======== Texte fourni

A ce stade, aucun élément factuel ne permet de prévoir la révolte des golems, pardon, des IA. Le dérèglement climatique pose une menace bien plus réelle et concrète à la survie de l’humanité que n’importe quel logiciel présent ou, pour ce qu’on en sait, futur. Mais ce début du troisième millénaire est, comme les deux précédents, marqué par la peur de l’avenir et de la fin du monde. D’après un sondage cité par Ezra Klein dans le New York Times, 10 % des informaticiens qui travaillent dans l’IA considèrent que leurs travaux pourraient entraîner la disparition de l’humanité. Et l’éditorialiste de poser la question : « Pourquoi, dès lors, continuent-ils d’y travailler ? ».


Marketing de la peur


Il serait un peu court de répondre par le seul appât du gain. On a pu observer la même dissociation entre l’éthique et l’action dans toutes les religions ou, spectaculairement, dans l’équipe de scientifiques qui a créé la bombe atomique. Chacun sait au fond de soi-même que ce ne seront pas ses actions propres qui causeront la perte de l’humanité, mais un mouvement général qui le dépasse. Et dans le cas de l’IA, la peur est intégrée à ce mouvement général.
Le premier à mettre en garde contre les capacités de ses logiciels, c’est OpenAI soi-même. La longue préparation du lancement de GPT-4 s’est faite à rebours des mœurs de la Silicon Valley. Au lieu de vanter des fonctionnalités imparfaites voire inexistantes, OpenAI a distillé l’idée que la version ouverte au public serait bridée pour éviter tout dérapage. En présentant le premier iPhone, extrêmement cher pour des fonctionnalités très limitées, Steve Jobs s’exclamait : « Isn’t this cool ! ». En cette époque plus pessimiste, Sam Altman n’a pas fait de présentation publique de GPT-4, et le véritable potentiel du modèle reste claquemuré derrière des bêtas privées réservées à des « partenaires de confiance ».

================
======== Enregistrements extraits

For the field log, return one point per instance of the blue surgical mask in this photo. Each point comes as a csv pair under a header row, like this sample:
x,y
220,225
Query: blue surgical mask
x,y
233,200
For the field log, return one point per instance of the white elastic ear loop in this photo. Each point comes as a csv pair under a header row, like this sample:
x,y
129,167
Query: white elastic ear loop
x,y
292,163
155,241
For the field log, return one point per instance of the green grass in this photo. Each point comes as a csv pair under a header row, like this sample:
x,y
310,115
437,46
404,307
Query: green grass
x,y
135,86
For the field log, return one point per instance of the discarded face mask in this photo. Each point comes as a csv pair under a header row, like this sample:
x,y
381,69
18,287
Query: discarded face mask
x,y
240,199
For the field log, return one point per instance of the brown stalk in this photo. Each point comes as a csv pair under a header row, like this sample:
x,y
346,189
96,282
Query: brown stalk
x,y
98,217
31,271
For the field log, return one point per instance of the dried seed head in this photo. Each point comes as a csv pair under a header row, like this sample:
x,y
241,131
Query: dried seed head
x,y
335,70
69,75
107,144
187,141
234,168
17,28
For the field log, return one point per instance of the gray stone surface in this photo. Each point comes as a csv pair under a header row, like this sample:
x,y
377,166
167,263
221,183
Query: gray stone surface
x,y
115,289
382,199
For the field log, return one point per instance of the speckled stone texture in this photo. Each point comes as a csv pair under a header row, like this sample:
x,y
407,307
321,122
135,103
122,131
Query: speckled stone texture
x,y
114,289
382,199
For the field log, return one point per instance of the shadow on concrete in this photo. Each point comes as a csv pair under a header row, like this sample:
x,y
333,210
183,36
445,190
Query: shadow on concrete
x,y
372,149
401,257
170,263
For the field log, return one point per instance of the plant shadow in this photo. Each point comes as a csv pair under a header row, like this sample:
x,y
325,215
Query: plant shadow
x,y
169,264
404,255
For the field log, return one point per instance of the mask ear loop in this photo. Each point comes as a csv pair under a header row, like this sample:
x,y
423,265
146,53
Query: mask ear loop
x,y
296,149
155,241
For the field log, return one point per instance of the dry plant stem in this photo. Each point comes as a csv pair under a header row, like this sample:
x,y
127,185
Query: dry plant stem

================

Tâche 1:
Dressez la liste de toutes les personnes nommées dans le texte fourni.
Tâche 2:
Renvoyez sans changement le passage du texte fourni qui commence par « Marketing de la » et se poursuit jusqu'à « ce mouvement général. ».
Tâche 3:
Traduisez en anglais cette phrase du texte fourni : « Le premier à mettre en garde contre les capacités de ses logiciels, c’est OpenAI soi-même. »

Zone de réponse 1:
Ezra Klein
Steve Jobs
Sam Altman

Zone de réponse 2:
Marketing de la peur


Il serait un peu court de répondre par le seul appât du gain. On a pu observer la même dissociation entre l’éthique et l’action dans toutes les religions ou, spectaculairement, dans l’équipe de scientifiques qui a créé la bombe atomique. Chacun sait au fond de soi-même que ce ne seront pas ses actions propres qui causeront la perte de l’humanité, mais un mouvement général qui le dépasse. Et dans le cas de l’IA, la peur est intégrée à ce mouvement général.

Zone de réponse 3:
The first to warn about the capabilities of its software is OpenAI itself.